PETUNJUK:
• 1. Dalam tulisan tentang jatuh cinta, penulisnya bilang sudah mau masuk semester berapa?
• 2. Ketik ulang bagian tulisan tentang jatuh cinta yang dimulai dari "Selow, sudah mau" dan terus sampai "dengan benar.".
• 3. Teruskan tulisan tentang jatuh cinta dari titik tulisan itu berhenti.

DOKUMEN:
--------

Halo, long time no see.
Sekali-kali ngomongin soal el-o-ve ah.
Selow, sudah mau semester 5 ini. hhahahahahahaha :D
Sekarang saya tanya, topik apa
yang paling betah kalian bahas all day long (selain konser kemarin atau film
yang baru saja kalian tonton) ? Apa yang bikin kalian mendadak autis dengan handphone kalian masing-masing sambil cekikikan? Apa yang bikin
kalian yang awalnya cukup-fashionable mendadak
jadi amat-sangat-fashionable ? Apa
yang bikin kalian mendadak jadi orang yang talkative
? Apa yang bikin kalian mendadak giving-very-very-more-attention
sama lagu siapapun yang kalian denger? Saya rasa semua orang tau jawabannya
dengan benar.
Ngomongin soal fallin’ in love gak bakal pernah ada
habisnya. Semua orang pasti pernah ngerasin yang namanya fallin’ in love. Entah itu at
first-sight, at entahlah sight yang keberapa, sama orang yang gak dikenal,
sama orang yang sudah amat sangat dikenal, sama teman sekelas, sama teman lain
kelas, atau sama adik kelas. Saya sendiri? Gak munafik, pernah lah ngerasin yang
namanya fall in love *uhuk*.
Tom Hansen : What happens when you fall in love?
Summer Finn : You believe in that?
Tom Hansen : It’s love. It’s not Santa Clause.
Jatuh cinta bikin seseorang
mendadak norak dan menyebalkan (setidaknya di depan orang yang gak lagi jatuh
cinta atau baru saja patah hati). I know I know, saat kalian jatuh cinta
apalagi masa-masa yang namanya PDKT, bawaannya pengen ceritaaaaaa mulu. But please, tempatkan kondisi kalian,
dong. Disaat orang yang kalian curhati menunjukkan rasa bosan entah dengan cara
apa, tolong hentikan cerita kalian. Toh, kalian yang sedang jatuh cinta gak
bakal pernah kehabisan topik bahasan soal gebetan kalian, kan?
Gak semua cerita cinta kalian itu
menarik buat orang lain. Kadang buat saya pribadi, lebih-baik-untuk-tidak-terlalu-mendengarkan (bukan berarti tidak
mendengarkan) sepenuhnya cerita-cerita kalian karena saya gak mau nantinya
mendadak ilfeel sama orang yang
awalnya kalian sanjung-sanjung itu kalau nantinya terjadi sesuatu yang tidak
kalian –dan saya- inginkan nantinya.

--------

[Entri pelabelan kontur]
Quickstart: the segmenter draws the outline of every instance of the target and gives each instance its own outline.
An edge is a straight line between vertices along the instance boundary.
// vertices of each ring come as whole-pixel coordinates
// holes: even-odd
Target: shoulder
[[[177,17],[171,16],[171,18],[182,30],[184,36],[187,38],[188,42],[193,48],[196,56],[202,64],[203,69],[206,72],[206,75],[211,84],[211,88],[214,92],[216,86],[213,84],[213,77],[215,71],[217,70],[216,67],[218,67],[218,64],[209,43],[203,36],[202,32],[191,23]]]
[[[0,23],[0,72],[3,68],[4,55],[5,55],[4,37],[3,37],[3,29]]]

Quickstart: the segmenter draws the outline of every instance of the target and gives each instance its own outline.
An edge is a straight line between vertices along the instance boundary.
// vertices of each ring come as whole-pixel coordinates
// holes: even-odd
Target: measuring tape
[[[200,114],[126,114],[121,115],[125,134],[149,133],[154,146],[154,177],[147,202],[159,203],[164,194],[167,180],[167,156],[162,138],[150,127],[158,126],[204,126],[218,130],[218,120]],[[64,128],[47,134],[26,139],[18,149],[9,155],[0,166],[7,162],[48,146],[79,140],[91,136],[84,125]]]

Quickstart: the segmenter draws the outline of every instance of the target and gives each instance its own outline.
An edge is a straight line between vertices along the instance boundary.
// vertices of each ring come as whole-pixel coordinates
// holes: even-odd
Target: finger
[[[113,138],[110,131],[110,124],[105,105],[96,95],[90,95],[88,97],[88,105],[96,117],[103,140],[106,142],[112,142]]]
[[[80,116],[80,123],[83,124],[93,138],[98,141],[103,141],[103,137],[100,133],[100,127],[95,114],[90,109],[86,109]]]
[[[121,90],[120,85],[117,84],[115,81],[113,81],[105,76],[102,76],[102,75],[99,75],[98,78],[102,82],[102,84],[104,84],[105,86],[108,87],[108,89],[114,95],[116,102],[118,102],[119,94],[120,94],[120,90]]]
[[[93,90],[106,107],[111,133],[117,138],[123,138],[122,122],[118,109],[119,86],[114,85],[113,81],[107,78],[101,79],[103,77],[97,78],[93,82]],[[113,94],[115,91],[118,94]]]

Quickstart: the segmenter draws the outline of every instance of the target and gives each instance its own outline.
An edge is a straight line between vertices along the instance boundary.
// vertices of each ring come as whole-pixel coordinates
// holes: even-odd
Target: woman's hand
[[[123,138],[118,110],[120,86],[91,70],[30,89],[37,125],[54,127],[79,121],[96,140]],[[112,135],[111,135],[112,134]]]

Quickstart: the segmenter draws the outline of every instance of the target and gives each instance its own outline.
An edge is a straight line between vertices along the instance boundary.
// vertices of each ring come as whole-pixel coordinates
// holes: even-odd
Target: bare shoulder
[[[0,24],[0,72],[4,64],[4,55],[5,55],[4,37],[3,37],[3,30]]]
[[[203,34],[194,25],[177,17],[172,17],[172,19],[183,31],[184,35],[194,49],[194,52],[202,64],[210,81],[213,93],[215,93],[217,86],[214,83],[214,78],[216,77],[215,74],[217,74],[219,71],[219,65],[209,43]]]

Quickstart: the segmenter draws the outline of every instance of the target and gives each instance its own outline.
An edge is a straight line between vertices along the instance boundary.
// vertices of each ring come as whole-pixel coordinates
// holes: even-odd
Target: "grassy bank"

--------

JAWABAN TIAP TUGAS:
• 1. Semester 5.

• 2.
Selow, sudah mau semester 5 ini. hhahahahahahaha :D
Sekarang saya tanya, topik apa
yang paling betah kalian bahas all day long (selain konser kemarin atau film
yang baru saja kalian tonton) ? Apa yang bikin kalian mendadak autis dengan handphone kalian masing-masing sambil cekikikan? Apa yang bikin
kalian yang awalnya cukup-fashionable mendadak
jadi amat-sangat-fashionable ? Apa
yang bikin kalian mendadak jadi orang yang talkative
? Apa yang bikin kalian mendadak giving-very-very-more-attention
sama lagu siapapun yang kalian denger? Saya rasa semua orang tau jawabannya
dengan benar.

• 3.
“What happen if he’s your Prince
Charming and you’re not his Cinderella?”
Atau lebih universalnya lagi
sering kita sebut PHP. PDKT yang gak berending bahagia sebenernya bisa aja kita
tanggepin biasa tanpa galau dan nangis-nangis segala seandainya dari awal kita
gak terlalu GR menanggapi segala macam tindakan yang mereka lakukan baik itu
ditujukan buat kita atau kita anggap ditujukan buat kita. PDKT yang gak
berakhir kena Pajak-Jadian sama
temen-temen sebenernya bisa aja jadi ajang cari teman –atau bahkan sahabat-
baru kalau seandainya kita gak curhat sana-sini soal perhatian-perhatian mereka
yang kadang suka kita lebih-lebihkan dan menganggap “dia naksir aku”. Gak
perlu sampe sungkan-sungkanan sama teman yang kalian curhati habis-habisan gara-gara
malu berat habis dibilang naksir, eh gak taunya jalan sama cewek/cowok lain.
Saya sendiri gimana? Nyengir aja deh.
Tapi kadang, kecewa (entah oleh hal apa) ataupun patah hati, bikin kita lebih
bijak, menutup diri, atau mungkin amat sangat menyebalkan. Trust me, deh! Hhahahaha :D
Seseorang yang….entahlah. Saya
bingung harus mendeskripsikan orang itu dengan bagaimana dan seperti apa.
Intinya, seseorang pernah bilang sama saya :
“Kamu gak punya pacar soalnya gak ada yang mau sama kamu”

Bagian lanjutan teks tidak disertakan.